TASK DETAILS: Starting at the row that contains "In every <instance> block the" and ending with the row that contains "52L111 80L45 129L20", write those rows out again with every "rough mask" changed to "coarse mask" and everything else left as it is.

DATA RECORDS:

○ ○ ○

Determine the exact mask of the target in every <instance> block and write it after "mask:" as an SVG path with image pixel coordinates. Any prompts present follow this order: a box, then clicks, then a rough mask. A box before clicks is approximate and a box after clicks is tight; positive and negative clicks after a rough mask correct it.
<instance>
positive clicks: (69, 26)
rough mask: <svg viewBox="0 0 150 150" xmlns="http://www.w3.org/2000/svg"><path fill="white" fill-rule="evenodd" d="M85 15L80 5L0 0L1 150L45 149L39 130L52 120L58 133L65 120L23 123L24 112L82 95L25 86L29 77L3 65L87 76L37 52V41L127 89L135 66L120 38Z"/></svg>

○ ○ ○

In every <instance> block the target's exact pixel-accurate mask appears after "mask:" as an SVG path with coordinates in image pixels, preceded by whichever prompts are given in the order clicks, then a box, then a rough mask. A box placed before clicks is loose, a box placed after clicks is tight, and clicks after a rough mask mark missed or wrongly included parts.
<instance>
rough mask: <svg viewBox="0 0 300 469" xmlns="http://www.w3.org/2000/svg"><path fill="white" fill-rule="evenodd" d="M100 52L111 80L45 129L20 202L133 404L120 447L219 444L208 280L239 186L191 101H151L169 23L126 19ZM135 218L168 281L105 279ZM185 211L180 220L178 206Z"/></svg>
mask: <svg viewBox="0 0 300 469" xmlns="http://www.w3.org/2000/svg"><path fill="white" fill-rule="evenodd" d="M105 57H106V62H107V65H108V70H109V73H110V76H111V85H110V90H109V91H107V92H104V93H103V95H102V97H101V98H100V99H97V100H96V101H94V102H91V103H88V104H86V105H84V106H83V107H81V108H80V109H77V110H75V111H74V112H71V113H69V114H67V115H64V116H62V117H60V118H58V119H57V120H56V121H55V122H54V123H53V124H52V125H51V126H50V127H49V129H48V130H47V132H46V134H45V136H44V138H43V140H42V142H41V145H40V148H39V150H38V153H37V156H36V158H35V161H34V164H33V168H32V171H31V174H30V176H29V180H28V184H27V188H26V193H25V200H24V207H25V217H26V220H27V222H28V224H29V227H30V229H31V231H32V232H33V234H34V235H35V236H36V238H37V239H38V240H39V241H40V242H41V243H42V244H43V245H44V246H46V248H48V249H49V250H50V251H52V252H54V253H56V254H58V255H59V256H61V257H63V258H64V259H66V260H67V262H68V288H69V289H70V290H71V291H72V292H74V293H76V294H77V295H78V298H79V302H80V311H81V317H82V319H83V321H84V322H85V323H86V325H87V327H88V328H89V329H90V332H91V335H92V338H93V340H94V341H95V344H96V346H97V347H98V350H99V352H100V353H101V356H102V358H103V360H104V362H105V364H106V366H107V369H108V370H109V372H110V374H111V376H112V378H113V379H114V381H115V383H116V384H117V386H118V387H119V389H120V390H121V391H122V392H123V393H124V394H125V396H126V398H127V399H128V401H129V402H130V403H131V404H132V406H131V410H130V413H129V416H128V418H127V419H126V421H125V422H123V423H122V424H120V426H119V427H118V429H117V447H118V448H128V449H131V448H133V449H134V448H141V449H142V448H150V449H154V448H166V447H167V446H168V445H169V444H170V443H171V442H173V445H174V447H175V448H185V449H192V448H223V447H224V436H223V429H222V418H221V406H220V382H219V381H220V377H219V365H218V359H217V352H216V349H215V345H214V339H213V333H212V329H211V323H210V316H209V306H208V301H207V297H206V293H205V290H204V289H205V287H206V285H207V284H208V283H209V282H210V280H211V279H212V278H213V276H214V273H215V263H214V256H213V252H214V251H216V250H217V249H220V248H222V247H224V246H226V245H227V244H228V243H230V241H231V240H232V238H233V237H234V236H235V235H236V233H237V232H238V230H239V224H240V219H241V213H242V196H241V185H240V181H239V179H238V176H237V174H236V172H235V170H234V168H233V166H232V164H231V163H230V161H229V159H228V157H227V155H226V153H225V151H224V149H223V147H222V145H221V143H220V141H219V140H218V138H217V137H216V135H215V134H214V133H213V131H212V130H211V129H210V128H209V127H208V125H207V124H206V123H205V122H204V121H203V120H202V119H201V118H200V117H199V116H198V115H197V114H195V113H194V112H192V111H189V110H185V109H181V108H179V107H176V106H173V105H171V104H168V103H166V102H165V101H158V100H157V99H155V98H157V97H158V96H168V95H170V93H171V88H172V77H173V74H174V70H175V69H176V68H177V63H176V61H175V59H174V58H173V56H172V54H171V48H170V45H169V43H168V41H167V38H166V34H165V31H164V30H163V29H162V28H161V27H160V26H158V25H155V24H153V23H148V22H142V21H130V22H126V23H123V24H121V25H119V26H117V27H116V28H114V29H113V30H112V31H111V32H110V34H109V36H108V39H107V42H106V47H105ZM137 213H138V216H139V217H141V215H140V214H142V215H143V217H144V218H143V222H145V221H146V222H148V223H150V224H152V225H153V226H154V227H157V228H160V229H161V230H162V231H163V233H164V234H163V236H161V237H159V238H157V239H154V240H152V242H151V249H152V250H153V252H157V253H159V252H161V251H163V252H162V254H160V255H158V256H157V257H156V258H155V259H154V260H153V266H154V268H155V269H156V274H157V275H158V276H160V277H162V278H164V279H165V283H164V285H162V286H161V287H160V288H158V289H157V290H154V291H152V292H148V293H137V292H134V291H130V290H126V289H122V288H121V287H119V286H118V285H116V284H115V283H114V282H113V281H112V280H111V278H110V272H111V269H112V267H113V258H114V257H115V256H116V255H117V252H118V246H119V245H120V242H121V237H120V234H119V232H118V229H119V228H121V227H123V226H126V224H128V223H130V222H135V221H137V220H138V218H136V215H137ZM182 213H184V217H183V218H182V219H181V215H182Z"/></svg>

○ ○ ○

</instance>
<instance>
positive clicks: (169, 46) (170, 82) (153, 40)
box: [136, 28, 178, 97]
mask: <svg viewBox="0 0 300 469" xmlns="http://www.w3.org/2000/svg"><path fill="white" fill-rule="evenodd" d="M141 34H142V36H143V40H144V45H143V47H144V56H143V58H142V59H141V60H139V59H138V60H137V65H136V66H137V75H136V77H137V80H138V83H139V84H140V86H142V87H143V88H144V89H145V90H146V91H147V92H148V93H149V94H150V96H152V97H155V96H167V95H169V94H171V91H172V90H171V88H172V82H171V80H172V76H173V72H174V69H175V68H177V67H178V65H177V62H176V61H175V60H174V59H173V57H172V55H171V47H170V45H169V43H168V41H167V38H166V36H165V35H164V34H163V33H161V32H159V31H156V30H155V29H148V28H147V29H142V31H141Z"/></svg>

○ ○ ○

PROBLEM SOLUTION:
In every <instance> block the target's exact pixel-accurate mask appears after "mask:" as an SVG path with coordinates in image pixels, preceded by whichever prompts are given in the order clicks, then a box, then a coarse mask. A box placed before clicks is loose, a box placed after clicks is tight, and clicks after a coarse mask mark missed or wrongly included parts.
<instance>
coarse mask: <svg viewBox="0 0 300 469" xmlns="http://www.w3.org/2000/svg"><path fill="white" fill-rule="evenodd" d="M100 52L111 80L45 129L20 202L133 404L120 447L219 444L208 280L239 186L191 101H151L169 23L126 19ZM135 218L168 281L105 279ZM185 211L180 220L178 206Z"/></svg>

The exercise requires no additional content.